#### Exercise instructions
Nothing in the records should differ when they are repeated. Restate them word for word.

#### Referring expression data
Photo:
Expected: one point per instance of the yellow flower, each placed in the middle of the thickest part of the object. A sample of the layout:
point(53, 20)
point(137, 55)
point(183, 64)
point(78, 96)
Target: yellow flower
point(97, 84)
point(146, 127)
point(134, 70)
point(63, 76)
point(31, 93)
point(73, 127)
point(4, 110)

#### Solved exercise
Photo:
Expected: one point per instance of the yellow flower, each placed in the middle of the thickest part of the object. A sample of the layout:
point(53, 20)
point(137, 55)
point(183, 64)
point(78, 96)
Target: yellow flower
point(97, 84)
point(146, 127)
point(134, 70)
point(63, 76)
point(31, 93)
point(73, 127)
point(4, 110)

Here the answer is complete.